• _Görev 1_:
Aşağıdaki içtihat metninde hangi esas ve karar numaraları geçiyor? Hepsini sıralayın.

----------

"İçtihat Metni"
İNCELENEN KARARIN
MAHKEMESİ : Bursa Bölge Adliyesi Mahkemesi 2. Hukuk Dairesi
SAYISI : 2020/856 E., 2022/1999 K.
DAVA TARİHİ : 08.01.2019
KARAR : İstinaf başvurusunun kısmen kabulü ile yeniden esas hakkında hüküm kurulması
İLK DERECE MAHKEMESİ : Balıkesir 2. Aile Mahkemesi
SAYISI : 2019/29 E., 2020/13 K.
Taraflar arasındaki boşanma davasından dolayı yapılan yargılama sonunda İlk Derece Mahkemesince davanın kabulüne karar verilmiştir.

----------

• _Görev 2_:
Aşağıdaki satırlarda "of the high" ifadesini içeren satırdan satırların sonuna kadar, iki uç da dahil olmak üzere, her satırı aynen yeniden yazın.

• _Gösterilen Veriler_:
----------

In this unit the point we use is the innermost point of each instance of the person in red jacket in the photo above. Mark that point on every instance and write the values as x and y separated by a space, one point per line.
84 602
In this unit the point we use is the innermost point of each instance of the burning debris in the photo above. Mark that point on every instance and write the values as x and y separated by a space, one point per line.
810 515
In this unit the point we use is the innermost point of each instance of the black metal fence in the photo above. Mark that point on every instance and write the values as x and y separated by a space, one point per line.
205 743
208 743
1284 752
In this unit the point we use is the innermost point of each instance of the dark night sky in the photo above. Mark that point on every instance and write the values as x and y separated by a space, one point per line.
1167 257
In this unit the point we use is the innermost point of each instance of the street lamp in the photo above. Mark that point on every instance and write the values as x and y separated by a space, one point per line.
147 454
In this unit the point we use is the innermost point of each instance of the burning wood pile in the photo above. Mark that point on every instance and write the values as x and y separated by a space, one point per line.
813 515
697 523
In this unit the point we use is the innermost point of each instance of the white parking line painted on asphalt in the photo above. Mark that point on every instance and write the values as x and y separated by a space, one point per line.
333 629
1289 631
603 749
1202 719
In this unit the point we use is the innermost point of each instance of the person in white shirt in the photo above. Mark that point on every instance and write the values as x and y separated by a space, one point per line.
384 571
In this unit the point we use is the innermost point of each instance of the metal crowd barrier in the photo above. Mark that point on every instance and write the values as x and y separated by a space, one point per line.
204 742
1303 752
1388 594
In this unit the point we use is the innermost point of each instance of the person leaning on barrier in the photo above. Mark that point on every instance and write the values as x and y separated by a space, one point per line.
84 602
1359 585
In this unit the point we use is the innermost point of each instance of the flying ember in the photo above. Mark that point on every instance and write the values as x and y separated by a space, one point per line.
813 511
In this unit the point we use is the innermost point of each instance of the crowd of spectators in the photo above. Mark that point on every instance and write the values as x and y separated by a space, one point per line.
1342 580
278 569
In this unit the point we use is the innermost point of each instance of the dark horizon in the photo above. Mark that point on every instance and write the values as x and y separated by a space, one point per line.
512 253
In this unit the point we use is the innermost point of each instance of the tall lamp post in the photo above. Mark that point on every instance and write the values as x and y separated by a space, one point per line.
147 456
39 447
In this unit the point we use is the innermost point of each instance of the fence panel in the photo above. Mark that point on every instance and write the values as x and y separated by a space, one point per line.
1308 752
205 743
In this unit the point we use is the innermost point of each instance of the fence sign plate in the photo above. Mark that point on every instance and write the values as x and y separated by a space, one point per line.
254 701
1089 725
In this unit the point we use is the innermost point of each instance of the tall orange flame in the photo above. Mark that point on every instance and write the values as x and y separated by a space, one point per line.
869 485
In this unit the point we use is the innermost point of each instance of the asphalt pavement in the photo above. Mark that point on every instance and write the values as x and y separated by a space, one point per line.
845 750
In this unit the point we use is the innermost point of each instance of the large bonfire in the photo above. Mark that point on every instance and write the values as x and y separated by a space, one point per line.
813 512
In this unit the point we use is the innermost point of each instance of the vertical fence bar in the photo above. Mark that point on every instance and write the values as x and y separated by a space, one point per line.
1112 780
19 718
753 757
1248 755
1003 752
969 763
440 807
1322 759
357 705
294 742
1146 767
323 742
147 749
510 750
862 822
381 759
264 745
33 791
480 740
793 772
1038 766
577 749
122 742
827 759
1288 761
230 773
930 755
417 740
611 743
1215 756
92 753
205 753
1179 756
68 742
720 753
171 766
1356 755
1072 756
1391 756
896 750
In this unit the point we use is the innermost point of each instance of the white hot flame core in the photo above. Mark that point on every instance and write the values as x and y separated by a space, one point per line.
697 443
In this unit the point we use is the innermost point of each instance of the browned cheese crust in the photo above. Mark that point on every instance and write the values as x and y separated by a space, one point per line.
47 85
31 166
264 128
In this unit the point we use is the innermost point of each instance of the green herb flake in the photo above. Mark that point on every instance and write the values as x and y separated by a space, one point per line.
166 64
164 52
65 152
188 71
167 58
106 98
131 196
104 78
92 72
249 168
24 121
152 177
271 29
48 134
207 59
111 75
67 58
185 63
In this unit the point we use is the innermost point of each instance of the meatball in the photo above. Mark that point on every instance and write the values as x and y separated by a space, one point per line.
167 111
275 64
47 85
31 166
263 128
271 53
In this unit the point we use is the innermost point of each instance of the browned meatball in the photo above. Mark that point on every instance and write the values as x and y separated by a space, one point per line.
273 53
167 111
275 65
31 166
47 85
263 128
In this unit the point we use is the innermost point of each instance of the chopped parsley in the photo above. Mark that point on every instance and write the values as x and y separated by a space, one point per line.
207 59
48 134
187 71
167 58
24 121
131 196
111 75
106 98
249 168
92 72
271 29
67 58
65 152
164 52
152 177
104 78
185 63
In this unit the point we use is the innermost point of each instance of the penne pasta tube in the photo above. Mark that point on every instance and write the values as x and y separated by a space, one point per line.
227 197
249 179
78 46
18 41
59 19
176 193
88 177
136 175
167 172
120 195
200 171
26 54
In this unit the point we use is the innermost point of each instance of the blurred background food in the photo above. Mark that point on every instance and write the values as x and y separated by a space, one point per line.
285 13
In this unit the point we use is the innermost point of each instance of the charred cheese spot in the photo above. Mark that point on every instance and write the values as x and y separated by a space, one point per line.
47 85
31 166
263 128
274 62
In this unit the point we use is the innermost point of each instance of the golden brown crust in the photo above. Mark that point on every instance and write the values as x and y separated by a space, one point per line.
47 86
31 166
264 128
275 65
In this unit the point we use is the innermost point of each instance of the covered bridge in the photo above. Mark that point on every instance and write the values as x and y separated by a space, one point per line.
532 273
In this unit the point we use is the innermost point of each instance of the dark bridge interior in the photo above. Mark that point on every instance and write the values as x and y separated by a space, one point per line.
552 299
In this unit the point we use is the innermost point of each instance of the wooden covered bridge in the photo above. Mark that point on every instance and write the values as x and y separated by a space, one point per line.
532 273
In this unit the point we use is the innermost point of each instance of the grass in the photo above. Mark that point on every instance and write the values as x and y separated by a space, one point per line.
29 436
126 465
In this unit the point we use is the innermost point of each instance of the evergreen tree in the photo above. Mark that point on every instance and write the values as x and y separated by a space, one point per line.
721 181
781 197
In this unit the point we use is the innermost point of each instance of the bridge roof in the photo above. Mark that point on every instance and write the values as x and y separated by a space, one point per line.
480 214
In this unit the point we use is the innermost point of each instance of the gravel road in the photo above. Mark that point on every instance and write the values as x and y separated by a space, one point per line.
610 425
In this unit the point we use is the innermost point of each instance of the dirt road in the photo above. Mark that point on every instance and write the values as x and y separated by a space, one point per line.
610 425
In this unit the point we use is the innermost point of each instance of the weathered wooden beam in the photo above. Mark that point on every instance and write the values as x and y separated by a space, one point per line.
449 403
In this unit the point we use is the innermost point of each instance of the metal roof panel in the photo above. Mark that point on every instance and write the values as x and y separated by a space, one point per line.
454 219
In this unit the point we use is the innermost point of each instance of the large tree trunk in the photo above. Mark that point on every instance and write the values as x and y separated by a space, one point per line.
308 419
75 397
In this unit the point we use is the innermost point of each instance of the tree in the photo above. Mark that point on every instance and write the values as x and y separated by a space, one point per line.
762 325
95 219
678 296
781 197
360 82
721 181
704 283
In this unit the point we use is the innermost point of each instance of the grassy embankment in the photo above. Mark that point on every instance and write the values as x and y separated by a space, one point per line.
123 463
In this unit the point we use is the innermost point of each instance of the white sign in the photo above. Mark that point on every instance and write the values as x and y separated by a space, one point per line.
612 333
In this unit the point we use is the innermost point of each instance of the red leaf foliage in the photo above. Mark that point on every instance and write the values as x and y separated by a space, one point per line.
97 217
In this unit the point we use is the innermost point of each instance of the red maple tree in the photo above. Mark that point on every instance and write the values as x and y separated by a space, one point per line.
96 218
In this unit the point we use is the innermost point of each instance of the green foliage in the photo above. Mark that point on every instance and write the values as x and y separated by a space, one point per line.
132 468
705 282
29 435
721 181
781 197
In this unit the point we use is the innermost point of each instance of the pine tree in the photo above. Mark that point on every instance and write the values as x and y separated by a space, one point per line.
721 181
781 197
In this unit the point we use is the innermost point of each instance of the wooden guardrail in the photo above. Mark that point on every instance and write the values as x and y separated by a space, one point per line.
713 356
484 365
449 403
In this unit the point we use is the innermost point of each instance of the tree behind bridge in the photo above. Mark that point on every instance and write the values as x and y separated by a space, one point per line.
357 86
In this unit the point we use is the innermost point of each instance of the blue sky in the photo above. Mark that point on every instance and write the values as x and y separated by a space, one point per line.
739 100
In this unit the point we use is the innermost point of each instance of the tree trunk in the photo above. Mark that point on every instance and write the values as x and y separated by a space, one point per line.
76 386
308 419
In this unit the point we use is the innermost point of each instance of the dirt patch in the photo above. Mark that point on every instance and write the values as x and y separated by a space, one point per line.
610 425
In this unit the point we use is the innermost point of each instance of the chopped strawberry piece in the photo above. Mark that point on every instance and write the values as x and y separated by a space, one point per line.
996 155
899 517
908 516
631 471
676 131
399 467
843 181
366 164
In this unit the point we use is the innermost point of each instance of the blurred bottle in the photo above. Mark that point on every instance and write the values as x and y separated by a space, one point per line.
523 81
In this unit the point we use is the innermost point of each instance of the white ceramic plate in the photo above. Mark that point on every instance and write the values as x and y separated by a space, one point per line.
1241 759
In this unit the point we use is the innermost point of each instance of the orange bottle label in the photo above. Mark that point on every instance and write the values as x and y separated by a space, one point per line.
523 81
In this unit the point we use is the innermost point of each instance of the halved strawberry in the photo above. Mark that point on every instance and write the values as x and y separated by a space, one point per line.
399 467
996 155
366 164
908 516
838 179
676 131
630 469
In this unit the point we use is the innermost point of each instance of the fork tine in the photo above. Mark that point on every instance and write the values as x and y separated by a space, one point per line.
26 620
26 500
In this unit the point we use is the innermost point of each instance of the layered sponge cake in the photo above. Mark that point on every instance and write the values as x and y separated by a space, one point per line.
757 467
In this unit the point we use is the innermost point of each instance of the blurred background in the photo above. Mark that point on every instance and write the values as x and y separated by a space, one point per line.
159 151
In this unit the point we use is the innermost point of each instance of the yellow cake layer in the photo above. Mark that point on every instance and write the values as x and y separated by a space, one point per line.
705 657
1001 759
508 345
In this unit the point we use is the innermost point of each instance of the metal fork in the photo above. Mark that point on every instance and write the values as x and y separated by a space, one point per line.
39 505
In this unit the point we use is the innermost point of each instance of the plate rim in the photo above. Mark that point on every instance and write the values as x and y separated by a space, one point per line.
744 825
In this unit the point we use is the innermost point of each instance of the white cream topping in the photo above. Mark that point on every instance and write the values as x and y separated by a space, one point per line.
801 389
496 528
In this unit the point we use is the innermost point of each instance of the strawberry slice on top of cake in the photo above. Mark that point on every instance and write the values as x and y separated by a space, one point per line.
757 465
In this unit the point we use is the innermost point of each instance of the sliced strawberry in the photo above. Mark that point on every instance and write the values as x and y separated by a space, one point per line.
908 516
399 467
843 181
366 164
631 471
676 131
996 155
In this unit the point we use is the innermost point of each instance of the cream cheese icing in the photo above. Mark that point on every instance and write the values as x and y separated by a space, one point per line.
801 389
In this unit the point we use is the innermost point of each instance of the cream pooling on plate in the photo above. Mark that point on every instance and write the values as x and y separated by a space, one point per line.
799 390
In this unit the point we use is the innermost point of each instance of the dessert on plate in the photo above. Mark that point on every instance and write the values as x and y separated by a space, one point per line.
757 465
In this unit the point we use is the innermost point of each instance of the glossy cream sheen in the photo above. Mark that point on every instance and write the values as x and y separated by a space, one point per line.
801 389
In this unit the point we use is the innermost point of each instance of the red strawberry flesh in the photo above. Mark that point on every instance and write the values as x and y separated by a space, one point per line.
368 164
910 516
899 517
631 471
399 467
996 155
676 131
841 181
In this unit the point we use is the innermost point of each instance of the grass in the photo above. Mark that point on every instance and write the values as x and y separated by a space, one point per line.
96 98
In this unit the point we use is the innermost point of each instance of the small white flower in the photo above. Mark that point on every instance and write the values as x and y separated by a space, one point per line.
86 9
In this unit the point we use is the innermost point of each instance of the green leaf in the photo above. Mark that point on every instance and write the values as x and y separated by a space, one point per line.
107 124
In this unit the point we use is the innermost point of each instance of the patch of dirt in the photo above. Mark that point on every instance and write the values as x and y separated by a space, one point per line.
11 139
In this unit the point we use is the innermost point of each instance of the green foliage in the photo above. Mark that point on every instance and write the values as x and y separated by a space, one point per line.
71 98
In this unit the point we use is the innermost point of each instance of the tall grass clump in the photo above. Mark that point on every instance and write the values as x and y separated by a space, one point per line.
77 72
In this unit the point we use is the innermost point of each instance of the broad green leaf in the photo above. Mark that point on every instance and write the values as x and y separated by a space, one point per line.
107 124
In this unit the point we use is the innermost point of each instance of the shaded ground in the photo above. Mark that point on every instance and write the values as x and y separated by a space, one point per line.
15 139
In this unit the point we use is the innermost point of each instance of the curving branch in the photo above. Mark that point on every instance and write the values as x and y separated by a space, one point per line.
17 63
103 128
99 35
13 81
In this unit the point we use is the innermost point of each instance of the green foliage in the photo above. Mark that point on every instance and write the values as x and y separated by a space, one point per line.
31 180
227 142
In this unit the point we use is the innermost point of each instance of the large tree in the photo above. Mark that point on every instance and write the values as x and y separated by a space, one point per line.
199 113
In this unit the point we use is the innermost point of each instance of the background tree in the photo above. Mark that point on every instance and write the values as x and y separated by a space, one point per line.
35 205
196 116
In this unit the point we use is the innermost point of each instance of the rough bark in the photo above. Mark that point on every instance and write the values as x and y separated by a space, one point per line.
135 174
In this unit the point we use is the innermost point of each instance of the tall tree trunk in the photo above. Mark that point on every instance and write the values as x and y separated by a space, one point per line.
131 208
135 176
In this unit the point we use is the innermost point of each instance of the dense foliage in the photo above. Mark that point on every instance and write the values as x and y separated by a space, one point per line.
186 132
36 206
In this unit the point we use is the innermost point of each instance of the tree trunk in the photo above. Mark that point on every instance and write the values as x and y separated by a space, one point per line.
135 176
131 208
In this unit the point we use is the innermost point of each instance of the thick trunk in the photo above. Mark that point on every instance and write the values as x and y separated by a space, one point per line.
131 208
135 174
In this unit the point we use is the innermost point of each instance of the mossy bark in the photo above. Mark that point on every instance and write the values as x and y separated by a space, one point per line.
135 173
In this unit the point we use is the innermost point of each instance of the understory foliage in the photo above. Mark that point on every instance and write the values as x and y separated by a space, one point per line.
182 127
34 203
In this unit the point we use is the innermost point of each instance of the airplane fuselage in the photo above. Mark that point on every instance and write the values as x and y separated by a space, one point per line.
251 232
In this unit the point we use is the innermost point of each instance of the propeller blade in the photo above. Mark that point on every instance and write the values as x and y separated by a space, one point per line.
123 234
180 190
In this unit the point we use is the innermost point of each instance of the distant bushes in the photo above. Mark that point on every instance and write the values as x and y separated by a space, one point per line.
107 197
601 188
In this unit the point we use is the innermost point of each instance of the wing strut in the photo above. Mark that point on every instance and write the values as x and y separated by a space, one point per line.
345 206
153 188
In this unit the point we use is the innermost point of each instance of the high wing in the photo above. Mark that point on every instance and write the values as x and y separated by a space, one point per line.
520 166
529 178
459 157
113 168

----------

• _Nihai Sonuç 1_:
2020/856 E.
2022/1999 K.
2019/29 E.
2020/13 K.

• _Nihai Sonuç 2_:
In this unit the point we use is the innermost point of each instance of the high wing in the photo above. Mark that point on every instance and write the values as x and y separated by a space, one point per line.
520 166
529 178
459 157
113 168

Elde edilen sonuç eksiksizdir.